* [Requirements]:
From the Zubeida Mustafa biography below, output word for word the passage that begins at "Pakistani journalist (1941–2025)" and ends after "a Commonwealth Scholarship.".

#### Selected text ####

- Mustafa in 2012
- Born: 1941 British India
- Died: 9 July 2025 (aged 84) Karachi, Sindh, Pakistan
- Occupation: Freelance journalist
- Awards: Lifetime Achievement Award by the International Women's Media Foundation in 2012 * Women Leaders Award in 2020 by the President of Pakistan * Global Media Award for Journalistic Excellence by the Population Institute in Washington D.C. for her research in population control (1986 and 2004)

= Zubeida Mustafa =

Pakistani journalist (1941–2025)

Zubeida Mustafa (زبیدہ مصطفی; 1941 – 9 July 2025) was a Pakistani freelance journalist who became one of the first women to work in the country's mainstream media, when she joined the Dawn newspaper in 1975.

==Early life==
Born in British India, Mustafa moved to Pakistan with her family after the independence of Pakistan. She was married and had two daughters.

== Education ==
Mustafa completed her BA and then her MA in International Relations at the University of Karachi. She also studied at the London School of Economics under a Commonwealth Scholarship.

== Career ==
Mustafa joined the Dawn newspaper's staff, Pakistan's leading English-language daily in July 1975 as assistant editor. She was the only woman at Dawn at a senior-level position and also was the first woman writer in the mainstream media in Pakistan. During that time, she used her sex to her advantage and covered women's issues stories concerning health and human rights. She used her perspective as a woman to write editorials promoting international peace and pleading for social justice.

As a female journalist, Mustafa stated that the injustices Pakistani women suffer "touches her deeply". According to a 2012 Newsline magazine profile, she mentioned how important it is for women to seize the opportunities given to them. Though women's issues were her main beat, she also focused on education, human empowerment, health and population. She stated that focusing on education was important since the root of problems in Pakistan was the country's failure to educate its citizens, especially to have awareness of health issues.

#### Items ####

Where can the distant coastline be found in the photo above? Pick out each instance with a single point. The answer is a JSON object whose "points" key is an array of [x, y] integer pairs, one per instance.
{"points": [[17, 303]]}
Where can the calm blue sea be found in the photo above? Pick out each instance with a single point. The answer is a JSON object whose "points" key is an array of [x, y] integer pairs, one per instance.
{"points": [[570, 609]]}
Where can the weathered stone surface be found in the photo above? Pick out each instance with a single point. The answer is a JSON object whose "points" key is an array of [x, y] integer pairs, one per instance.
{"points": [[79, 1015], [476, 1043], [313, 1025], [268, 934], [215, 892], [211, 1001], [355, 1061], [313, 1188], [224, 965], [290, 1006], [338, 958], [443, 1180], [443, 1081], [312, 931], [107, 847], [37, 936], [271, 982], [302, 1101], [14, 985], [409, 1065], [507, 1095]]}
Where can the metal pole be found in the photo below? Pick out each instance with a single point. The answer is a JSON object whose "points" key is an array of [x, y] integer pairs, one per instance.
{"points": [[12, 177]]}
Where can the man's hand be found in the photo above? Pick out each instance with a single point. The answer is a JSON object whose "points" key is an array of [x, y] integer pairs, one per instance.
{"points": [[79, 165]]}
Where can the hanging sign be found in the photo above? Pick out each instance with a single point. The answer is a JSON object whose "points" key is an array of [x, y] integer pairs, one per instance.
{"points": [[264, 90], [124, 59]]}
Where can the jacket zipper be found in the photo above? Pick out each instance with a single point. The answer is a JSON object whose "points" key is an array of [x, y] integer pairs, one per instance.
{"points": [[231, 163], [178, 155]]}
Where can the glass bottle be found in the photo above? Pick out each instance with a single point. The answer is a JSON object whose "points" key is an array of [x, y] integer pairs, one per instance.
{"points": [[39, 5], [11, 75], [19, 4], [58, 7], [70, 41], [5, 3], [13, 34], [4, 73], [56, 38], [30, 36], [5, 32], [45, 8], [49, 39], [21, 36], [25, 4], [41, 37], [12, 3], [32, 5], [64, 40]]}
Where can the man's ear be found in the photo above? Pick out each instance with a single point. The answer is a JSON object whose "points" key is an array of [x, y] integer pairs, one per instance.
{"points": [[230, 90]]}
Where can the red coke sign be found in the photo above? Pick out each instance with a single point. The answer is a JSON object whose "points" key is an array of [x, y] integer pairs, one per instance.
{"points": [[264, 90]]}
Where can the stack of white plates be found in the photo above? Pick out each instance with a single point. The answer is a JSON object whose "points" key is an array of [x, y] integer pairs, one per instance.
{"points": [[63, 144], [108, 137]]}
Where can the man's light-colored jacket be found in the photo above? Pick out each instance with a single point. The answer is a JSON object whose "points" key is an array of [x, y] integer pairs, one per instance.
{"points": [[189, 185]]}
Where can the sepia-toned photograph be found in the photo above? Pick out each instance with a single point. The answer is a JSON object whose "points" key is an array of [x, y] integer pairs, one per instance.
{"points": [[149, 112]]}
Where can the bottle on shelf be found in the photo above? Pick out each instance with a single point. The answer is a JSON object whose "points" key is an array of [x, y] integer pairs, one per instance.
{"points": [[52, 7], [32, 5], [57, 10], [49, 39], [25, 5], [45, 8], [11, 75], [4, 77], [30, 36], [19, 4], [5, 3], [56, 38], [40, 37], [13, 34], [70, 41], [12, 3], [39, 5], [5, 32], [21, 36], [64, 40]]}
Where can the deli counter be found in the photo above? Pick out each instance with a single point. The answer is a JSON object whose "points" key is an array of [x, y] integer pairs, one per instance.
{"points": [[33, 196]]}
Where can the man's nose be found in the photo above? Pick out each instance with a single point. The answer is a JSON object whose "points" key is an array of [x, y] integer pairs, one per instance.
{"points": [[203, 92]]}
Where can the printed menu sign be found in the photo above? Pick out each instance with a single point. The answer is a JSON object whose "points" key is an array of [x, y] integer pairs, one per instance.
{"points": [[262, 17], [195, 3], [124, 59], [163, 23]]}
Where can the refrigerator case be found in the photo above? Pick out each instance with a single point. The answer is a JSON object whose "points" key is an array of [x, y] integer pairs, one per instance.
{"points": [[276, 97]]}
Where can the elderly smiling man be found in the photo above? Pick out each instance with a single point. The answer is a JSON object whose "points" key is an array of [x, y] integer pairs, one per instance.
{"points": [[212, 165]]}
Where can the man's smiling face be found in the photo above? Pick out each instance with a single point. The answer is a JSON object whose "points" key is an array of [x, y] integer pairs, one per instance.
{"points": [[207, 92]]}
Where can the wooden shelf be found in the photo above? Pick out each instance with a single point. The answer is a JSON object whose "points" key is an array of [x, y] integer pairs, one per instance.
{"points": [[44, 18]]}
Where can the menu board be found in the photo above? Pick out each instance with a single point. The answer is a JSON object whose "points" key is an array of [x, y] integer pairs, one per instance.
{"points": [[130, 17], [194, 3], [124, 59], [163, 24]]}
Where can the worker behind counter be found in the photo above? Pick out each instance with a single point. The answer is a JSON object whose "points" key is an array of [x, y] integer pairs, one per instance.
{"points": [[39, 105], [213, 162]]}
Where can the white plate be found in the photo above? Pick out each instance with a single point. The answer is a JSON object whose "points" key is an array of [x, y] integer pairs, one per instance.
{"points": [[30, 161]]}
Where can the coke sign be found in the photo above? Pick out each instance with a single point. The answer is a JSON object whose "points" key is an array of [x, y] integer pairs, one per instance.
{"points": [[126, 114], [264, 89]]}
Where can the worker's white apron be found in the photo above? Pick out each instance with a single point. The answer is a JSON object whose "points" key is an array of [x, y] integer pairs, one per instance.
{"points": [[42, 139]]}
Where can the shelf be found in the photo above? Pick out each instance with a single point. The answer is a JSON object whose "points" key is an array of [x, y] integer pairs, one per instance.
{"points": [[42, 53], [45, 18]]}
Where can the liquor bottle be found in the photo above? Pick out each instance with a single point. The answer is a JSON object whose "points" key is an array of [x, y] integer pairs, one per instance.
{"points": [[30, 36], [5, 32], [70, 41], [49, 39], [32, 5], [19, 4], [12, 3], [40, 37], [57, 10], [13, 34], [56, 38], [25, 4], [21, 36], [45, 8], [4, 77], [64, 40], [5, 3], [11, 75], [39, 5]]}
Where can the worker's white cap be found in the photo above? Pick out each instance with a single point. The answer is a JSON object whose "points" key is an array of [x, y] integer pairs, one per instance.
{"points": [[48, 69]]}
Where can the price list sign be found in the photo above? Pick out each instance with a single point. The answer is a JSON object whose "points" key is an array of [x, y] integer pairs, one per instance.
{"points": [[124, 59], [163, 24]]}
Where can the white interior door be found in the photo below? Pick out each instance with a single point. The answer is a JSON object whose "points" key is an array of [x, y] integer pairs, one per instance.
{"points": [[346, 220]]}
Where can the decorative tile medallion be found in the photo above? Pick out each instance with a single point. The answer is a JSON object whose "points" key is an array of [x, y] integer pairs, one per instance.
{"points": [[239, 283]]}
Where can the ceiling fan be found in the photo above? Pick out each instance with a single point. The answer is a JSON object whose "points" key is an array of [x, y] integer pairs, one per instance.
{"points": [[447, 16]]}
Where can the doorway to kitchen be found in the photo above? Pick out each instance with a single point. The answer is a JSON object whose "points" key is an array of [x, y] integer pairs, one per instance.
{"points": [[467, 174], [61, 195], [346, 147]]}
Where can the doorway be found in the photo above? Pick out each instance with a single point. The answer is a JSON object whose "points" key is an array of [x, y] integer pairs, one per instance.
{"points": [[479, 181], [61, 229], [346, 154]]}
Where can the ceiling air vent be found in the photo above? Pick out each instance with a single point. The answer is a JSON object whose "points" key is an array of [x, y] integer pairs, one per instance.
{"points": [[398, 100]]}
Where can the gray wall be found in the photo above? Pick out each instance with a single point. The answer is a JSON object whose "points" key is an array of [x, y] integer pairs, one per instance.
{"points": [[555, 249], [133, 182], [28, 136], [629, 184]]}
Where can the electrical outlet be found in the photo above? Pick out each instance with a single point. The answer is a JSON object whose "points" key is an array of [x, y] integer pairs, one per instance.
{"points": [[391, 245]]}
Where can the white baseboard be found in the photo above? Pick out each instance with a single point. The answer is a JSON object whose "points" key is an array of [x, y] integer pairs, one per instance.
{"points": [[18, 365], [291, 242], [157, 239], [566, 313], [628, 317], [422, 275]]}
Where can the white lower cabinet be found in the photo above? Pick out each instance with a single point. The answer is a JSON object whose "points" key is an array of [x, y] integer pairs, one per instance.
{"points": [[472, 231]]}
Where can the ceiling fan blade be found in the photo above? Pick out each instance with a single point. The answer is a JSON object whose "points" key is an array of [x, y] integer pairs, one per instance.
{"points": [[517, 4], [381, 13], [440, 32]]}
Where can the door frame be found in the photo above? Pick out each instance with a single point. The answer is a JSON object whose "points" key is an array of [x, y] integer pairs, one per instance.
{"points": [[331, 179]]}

####

* [Task answer]:
Pakistani journalist (1941–2025)

Zubeida Mustafa (زبیدہ مصطفی; 1941 – 9 July 2025) was a Pakistani freelance journalist who became one of the first women to work in the country's mainstream media, when she joined the Dawn newspaper in 1975.

==Early life==
Born in British India, Mustafa moved to Pakistan with her family after the independence of Pakistan. She was married and had two daughters.

== Education ==
Mustafa completed her BA and then her MA in International Relations at the University of Karachi. She also studied at the London School of Economics under a Commonwealth Scholarship.